INPUT DATA.

____________

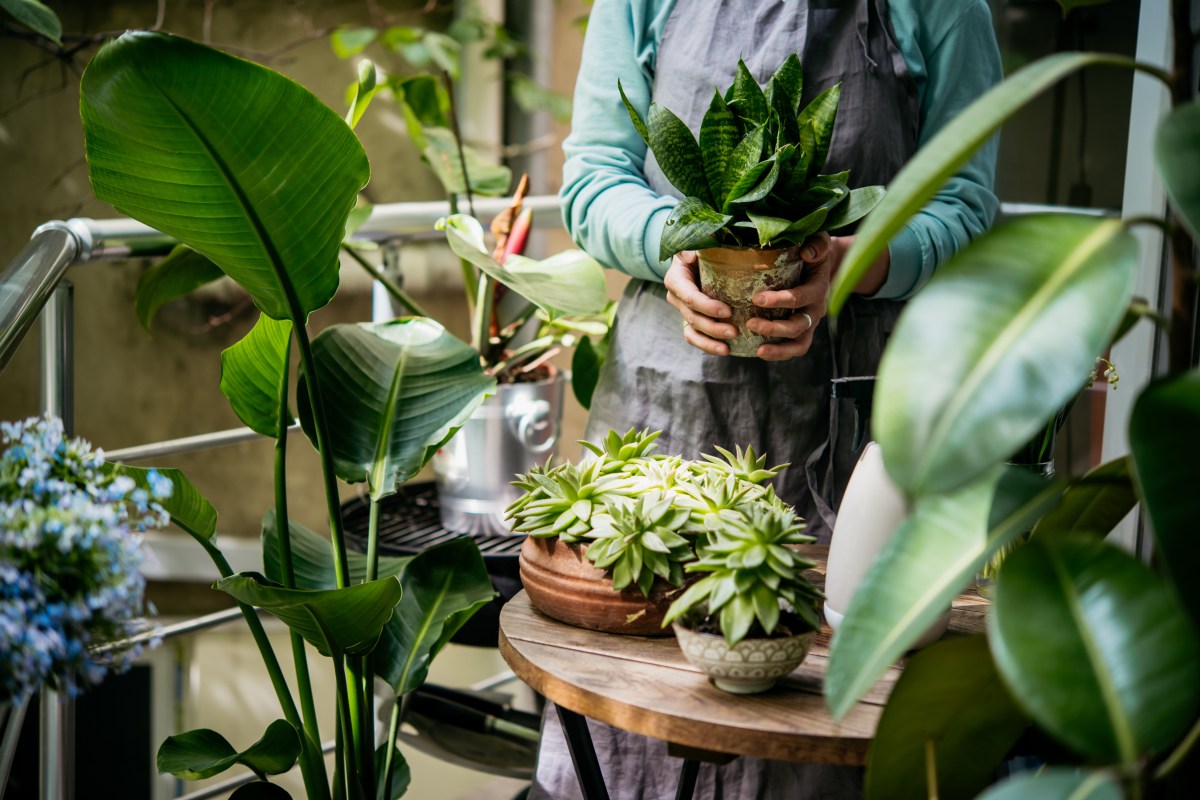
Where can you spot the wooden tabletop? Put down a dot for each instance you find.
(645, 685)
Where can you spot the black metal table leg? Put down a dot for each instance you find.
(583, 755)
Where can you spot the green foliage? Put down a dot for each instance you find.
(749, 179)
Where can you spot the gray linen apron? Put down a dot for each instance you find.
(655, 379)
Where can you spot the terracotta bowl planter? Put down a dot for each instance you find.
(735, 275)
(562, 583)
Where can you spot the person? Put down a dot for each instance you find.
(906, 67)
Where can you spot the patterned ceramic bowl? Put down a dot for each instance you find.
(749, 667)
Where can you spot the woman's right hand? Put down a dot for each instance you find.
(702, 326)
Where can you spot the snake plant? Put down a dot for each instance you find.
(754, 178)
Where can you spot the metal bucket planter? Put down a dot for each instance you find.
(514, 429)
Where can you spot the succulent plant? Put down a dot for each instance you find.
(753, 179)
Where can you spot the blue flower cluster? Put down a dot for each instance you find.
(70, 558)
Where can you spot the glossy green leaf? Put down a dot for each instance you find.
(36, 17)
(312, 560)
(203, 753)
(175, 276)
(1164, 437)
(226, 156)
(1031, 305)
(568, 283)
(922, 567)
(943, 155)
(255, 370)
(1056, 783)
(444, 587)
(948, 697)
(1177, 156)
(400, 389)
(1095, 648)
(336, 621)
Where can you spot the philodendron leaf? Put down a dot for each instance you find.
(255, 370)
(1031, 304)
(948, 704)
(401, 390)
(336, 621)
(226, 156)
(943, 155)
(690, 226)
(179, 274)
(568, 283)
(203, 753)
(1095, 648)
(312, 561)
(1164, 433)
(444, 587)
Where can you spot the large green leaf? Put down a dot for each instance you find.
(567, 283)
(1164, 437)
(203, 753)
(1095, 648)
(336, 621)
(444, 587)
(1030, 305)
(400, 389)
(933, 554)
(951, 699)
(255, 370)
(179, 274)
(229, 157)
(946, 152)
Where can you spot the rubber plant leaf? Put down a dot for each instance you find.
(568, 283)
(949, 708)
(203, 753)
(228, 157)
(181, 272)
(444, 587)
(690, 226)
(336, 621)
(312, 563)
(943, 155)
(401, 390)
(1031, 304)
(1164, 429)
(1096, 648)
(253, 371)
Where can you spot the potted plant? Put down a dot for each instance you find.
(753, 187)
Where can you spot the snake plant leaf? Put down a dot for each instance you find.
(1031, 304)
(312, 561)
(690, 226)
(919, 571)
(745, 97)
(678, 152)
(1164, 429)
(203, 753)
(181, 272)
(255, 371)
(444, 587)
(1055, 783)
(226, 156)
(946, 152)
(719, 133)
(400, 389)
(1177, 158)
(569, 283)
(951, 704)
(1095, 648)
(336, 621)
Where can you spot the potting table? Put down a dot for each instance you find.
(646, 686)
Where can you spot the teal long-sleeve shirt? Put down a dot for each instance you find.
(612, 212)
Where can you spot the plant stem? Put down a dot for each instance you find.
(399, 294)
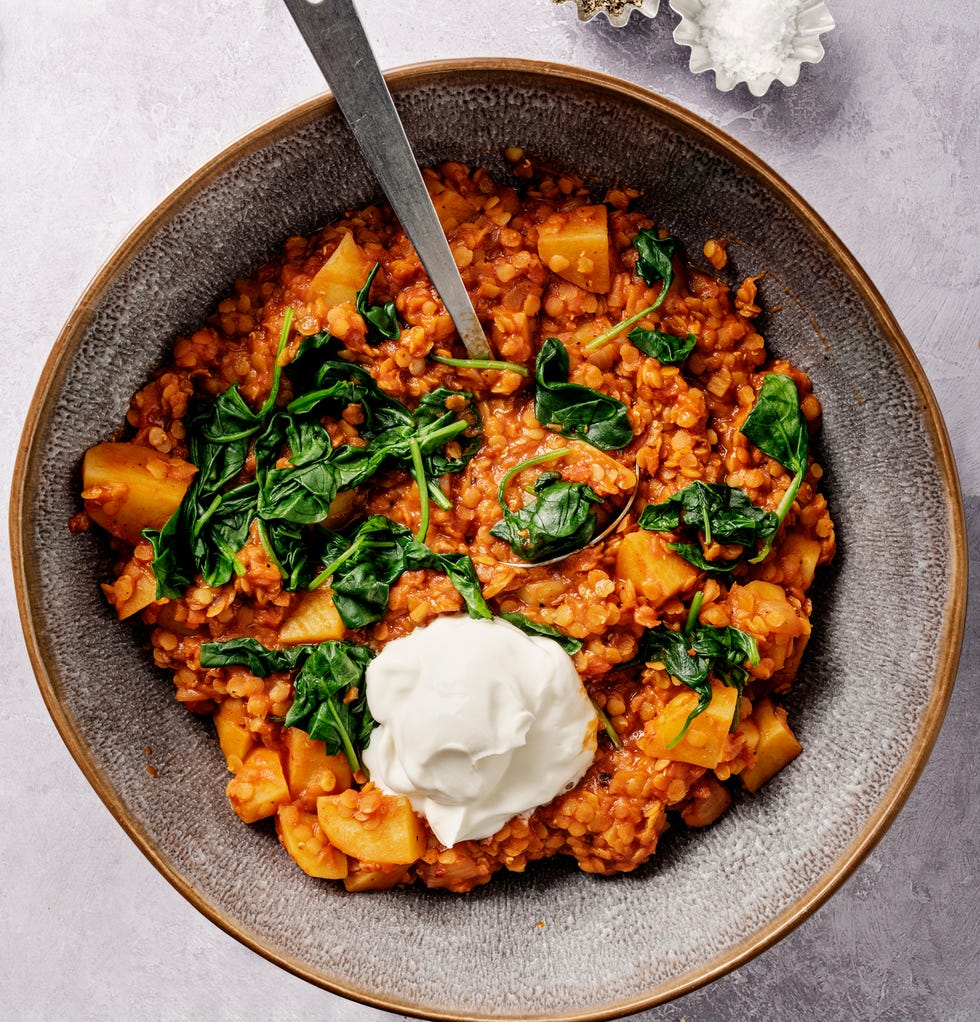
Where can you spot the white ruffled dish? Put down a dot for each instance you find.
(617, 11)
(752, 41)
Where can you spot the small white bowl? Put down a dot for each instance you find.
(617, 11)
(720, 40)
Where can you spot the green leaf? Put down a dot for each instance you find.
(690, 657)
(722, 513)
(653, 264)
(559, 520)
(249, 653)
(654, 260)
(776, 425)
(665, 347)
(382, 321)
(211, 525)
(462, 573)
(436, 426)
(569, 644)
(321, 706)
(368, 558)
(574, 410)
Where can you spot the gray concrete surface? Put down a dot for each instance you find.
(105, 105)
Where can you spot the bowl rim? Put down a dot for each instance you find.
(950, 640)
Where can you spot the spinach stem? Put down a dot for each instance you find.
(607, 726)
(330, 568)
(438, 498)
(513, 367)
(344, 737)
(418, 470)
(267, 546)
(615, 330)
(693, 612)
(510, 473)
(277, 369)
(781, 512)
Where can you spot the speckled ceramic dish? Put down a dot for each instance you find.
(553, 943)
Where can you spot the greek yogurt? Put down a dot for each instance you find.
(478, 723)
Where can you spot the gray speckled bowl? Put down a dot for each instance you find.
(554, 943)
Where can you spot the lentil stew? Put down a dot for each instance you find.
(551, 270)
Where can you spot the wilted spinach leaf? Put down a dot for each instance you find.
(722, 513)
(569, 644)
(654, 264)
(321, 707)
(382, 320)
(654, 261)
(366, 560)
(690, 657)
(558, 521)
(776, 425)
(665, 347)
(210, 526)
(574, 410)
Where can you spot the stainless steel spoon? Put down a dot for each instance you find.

____________

WHAT YOU SHOULD DO. A word-for-word copy of the listing is needed, with no pictures in it.

OUTPUT.
Where can you spot the wooden tabletop? Put down a dot for each instance you find.
(645, 685)
Where can you spot the black metal table leg? Put down a dot for each instance you find.
(583, 755)
Where can you spot the green foliage? Put down a dot for each instance you find.
(749, 179)
Where can you spot the gray linen apron? Put down a dot for each instance you find.
(655, 379)
Where can you spot the terracotta bowl planter? Put down a dot for each instance you find.
(735, 275)
(562, 583)
Where can you spot the person? Put down a dot for each instance you find.
(906, 67)
Where can you spot the patterned ceramic bowl? Put down a dot for each instance you find.
(749, 667)
Where can you spot the woman's right hand? Put down a dot for each instance you find.
(702, 326)
Where can you spot the snake plant? Put down a dot for each instance you find.
(754, 178)
Where can you spot the metal bucket planter? Put down a dot for each instance you find.
(514, 429)
Where can you spot the succulent plant? Put down a dot for each instance you find.
(753, 179)
Where can you spot the blue flower cluster? Put down a dot for each instance you find.
(70, 558)
Where can you spot the glossy green leaf? Put down a dot for each instance you find.
(36, 17)
(312, 560)
(203, 753)
(175, 276)
(1164, 437)
(226, 156)
(1031, 305)
(568, 283)
(922, 567)
(943, 155)
(255, 370)
(1056, 783)
(444, 587)
(948, 697)
(1177, 156)
(400, 389)
(1095, 648)
(336, 621)
Where can you spot the philodendron leaf? Put down a dot for each instance you find.
(255, 370)
(1031, 304)
(948, 704)
(401, 390)
(336, 621)
(226, 156)
(943, 155)
(690, 226)
(179, 274)
(568, 283)
(203, 753)
(1095, 648)
(312, 561)
(1164, 433)
(444, 587)
Where can you spot the large green leaf? Put down a dot for each instance you find.
(567, 283)
(1164, 437)
(203, 753)
(1095, 648)
(336, 621)
(444, 587)
(1030, 305)
(400, 389)
(933, 554)
(951, 699)
(255, 370)
(179, 274)
(229, 157)
(946, 152)
Where can you spot the rubber plant leaf? Put down a dot for each instance you find.
(568, 283)
(949, 708)
(203, 753)
(228, 157)
(181, 272)
(444, 587)
(690, 226)
(336, 621)
(312, 563)
(943, 155)
(401, 390)
(1031, 304)
(1164, 429)
(1096, 648)
(253, 371)
Where can you spot the potted plant? Put down a dot for each instance you find.
(753, 187)
Where can you spot the snake plant leaf? Put down a dot for each instance you find.
(1031, 304)
(312, 561)
(690, 226)
(919, 571)
(745, 97)
(678, 152)
(1164, 429)
(203, 753)
(181, 272)
(255, 371)
(444, 587)
(1055, 783)
(226, 156)
(946, 152)
(719, 133)
(400, 389)
(1177, 158)
(569, 283)
(951, 704)
(1095, 648)
(336, 621)
Where can you spot the potting table? Put down a dot for each instance you find.
(646, 686)
Where can you spot the teal long-sleeve shirt? Put down a dot for each instance you find.
(612, 212)
Where can you spot the plant stem? Put down a dot for each instance you find.
(399, 294)
Where can you spot the white ruffled dish? Put down a dot for each instance you find.
(617, 11)
(752, 41)
Where can you spot the small white bowl? Put down a dot for each instance you find.
(617, 11)
(720, 40)
Where can you spot the green leaf? Put down a dot for each instance you find.
(690, 657)
(722, 513)
(653, 264)
(559, 520)
(249, 653)
(654, 260)
(776, 425)
(665, 347)
(382, 321)
(211, 525)
(462, 573)
(436, 426)
(569, 644)
(321, 706)
(368, 558)
(574, 410)
Where can you spot the gray concrete surface? Put down a dot for each instance you find.
(105, 105)
Where can you spot the bowl rim? Put down a dot for each instance you find.
(950, 640)
Where can you spot the spinach stem? Put down a dot for each instance you find.
(607, 726)
(330, 568)
(438, 498)
(513, 367)
(344, 737)
(418, 470)
(267, 546)
(615, 330)
(693, 612)
(510, 473)
(277, 369)
(781, 512)
Where can you spot the speckled ceramic dish? Put down a dot for each instance you find.
(553, 943)
Where can you spot the greek yogurt? Put down a dot for each instance you find.
(478, 723)
Where can you spot the gray speckled bowl? Put down a dot for each instance you find.
(554, 943)
Where can you spot the lentil stew? Put down a dot for each instance you find.
(551, 270)
Where can you spot the wilted spinach leaf? Put down a dot for each instance you find.
(722, 513)
(569, 644)
(654, 264)
(321, 707)
(382, 320)
(654, 261)
(366, 560)
(690, 657)
(558, 521)
(776, 425)
(665, 347)
(210, 526)
(574, 410)
Where can you spot the stainless steel spoon? Put down a dot for each instance you find.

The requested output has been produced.